[Named region outline entries]
--- START ---

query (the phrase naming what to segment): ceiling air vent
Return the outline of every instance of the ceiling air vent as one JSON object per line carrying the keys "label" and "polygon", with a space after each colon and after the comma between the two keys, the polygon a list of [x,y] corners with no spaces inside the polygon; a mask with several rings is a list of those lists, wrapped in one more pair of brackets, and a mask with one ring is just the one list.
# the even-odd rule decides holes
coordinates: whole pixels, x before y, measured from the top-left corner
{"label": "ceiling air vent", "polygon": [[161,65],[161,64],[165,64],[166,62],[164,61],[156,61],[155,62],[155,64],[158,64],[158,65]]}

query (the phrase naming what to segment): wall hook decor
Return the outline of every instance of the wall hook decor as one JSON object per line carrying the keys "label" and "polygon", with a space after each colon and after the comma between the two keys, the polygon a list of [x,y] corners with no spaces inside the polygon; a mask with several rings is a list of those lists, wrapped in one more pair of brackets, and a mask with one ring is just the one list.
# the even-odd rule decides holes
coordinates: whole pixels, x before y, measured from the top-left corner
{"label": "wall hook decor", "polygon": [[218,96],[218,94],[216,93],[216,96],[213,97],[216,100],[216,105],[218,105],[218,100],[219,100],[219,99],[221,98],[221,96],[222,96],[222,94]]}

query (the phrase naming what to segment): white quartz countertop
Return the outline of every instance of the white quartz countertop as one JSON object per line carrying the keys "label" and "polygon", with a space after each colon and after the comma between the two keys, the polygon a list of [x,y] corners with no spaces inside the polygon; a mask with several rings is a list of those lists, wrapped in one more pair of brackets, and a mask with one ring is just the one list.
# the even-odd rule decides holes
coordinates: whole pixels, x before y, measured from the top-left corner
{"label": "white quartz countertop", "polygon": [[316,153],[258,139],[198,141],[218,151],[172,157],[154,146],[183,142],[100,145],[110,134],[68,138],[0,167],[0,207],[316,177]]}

--- END ---

Repeat verbatim the lines of the entries from the line containing "query (the phrase naming what to segment): white" up to and including the final line of the entries.

query (the phrase naming what to segment): white quartz countertop
Return the outline of every instance of the white quartz countertop as one JSON object per line carrying the keys "label" and "polygon", with a space after each colon and after the comma between the two keys, the polygon a list of [x,y] corners with no spaces inside the polygon; a mask with several rings is a list of those lists, wrapped in one more pair of brackets, and a mask with one ring is just the one list.
# the even-odd rule decides holes
coordinates: whole pixels, x before y, measured from the top-left corner
{"label": "white quartz countertop", "polygon": [[316,153],[258,139],[198,141],[218,151],[172,157],[154,146],[183,142],[100,145],[110,134],[68,138],[0,167],[0,207],[316,177]]}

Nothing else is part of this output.